# [TEXTAUSZUG]
Deutsche Bank will sich mit offenem API-Programm fit für die Zukunft machen
Mit der Umsetzung der EU-Richtlinie PSD2 müssen sich klassische Banken mit standardisierten APIs gegenüber Drittanbietern, allen voran Fintechs, öffnen. Viele Institute sehen darin eine Bedrohung, zumal sie die Kundenschnittstelle an andere abgeben müssen. Die Deutsche Bank dagegen erkennt Chancen. Sie entwickelte mit ihrem API-Programm aus der IT heraus ein neues Geschäftsmodell.
In der Finanzwelt herrscht Katerstimmung. So verhagelt den Banken nicht nur die Negativzins-Politik der EU das Geschäft mit den Kunden. Auch die Signale aus Brüssel, wo die Politik mit der Payment Service Directive 2 (PSD2) für mehr Wettbewerb im Finanzsektor sorgen will, finden nicht alle Marktteilnehmer gut. Die Richtlinie sieht nämlich nicht nur sicheres Bezahlen im Online-Handel vor, sondern fordert von den Geldinstituten auch, dass sie Dritten über definierte Schnittstellen (APIs) den Zugriff auf ihre Kunden- und Kontendaten eröffnen – Stichwort Open Banking.

# [ARBEITSANWEISUNG]
Führen Sie den Textauszug über das API-Programm der Deutschen Bank im Anschluss an seinen letzten Satz fort.

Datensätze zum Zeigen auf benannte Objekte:
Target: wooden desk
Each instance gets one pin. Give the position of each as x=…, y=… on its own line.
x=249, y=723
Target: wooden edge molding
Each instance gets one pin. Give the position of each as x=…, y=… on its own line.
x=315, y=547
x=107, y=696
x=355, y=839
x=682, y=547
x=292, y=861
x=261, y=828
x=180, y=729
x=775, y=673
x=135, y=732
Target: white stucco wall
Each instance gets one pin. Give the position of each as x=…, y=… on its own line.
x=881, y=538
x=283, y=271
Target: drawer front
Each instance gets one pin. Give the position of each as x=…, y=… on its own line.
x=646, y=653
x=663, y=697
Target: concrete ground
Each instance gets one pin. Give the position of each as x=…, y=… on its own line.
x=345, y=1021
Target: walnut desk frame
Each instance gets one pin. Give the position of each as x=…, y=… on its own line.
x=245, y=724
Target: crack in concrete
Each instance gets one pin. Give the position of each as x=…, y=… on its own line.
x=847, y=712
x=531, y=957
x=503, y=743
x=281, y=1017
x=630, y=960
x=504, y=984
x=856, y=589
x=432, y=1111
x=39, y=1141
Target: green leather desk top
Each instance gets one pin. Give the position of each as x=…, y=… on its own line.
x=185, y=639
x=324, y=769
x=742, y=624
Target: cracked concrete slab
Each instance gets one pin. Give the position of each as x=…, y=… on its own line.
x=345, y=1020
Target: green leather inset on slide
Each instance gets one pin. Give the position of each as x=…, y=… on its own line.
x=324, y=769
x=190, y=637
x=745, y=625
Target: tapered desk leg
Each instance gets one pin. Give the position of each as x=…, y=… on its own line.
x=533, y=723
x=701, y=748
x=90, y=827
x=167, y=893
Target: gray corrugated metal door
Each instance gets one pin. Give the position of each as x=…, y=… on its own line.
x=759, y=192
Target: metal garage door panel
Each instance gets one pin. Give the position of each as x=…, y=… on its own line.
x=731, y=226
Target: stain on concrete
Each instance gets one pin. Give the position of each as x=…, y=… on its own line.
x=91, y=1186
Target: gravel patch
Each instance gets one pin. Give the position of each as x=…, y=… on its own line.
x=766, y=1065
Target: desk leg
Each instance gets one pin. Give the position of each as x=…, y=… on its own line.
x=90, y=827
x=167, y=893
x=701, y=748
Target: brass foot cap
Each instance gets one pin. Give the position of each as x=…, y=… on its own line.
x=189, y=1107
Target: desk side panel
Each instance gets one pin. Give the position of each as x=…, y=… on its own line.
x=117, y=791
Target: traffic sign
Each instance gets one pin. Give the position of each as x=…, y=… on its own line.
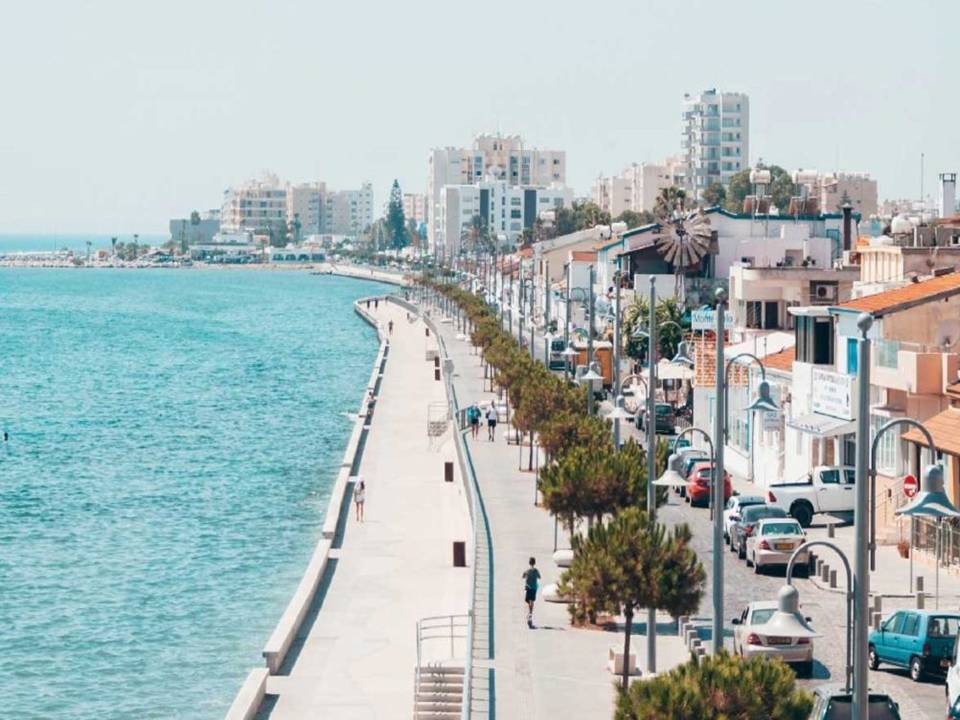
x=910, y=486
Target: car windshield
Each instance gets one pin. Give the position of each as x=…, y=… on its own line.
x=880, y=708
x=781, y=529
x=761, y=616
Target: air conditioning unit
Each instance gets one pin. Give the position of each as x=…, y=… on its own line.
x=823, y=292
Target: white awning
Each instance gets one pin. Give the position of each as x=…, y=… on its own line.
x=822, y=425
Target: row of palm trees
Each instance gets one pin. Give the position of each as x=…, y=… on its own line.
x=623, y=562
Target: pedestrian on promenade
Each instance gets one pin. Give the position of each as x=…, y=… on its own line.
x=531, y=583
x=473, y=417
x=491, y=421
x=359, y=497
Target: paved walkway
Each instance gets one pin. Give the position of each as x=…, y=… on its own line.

# [MUSTERLÖSUNG]
Sogenannte Third Party Payment (TPP) Service Provider – also Anbieter von Kontoinformationsdiensten oder Zahlungsauslösediensten – sollen dann im Auftrag des Payment Service User (PSU, gemeint ist der klassische Kunde) Zahlungen und andere Dienste erbringen können. Damit das möglich wird, benötigen die Dienstleister den Zugriff auf die Kontodaten des Kunden bei seiner Bank – dem Account Servicing Payment Service Provider (ASPSP). Dies soll über ein standardisiertes Interface erfolgen. Hier hat sich The Berlin Group, eine europäische Standardisierungsinitiative der Finanzwirtschaft, auf das „PSD2 compliant Access to Account Interface“, kurz „XS2A Interface“, geeinigt. Mit dem NextGen PSD2 XS2A Framework existiert ein entsprechender Implementierungs-Guide.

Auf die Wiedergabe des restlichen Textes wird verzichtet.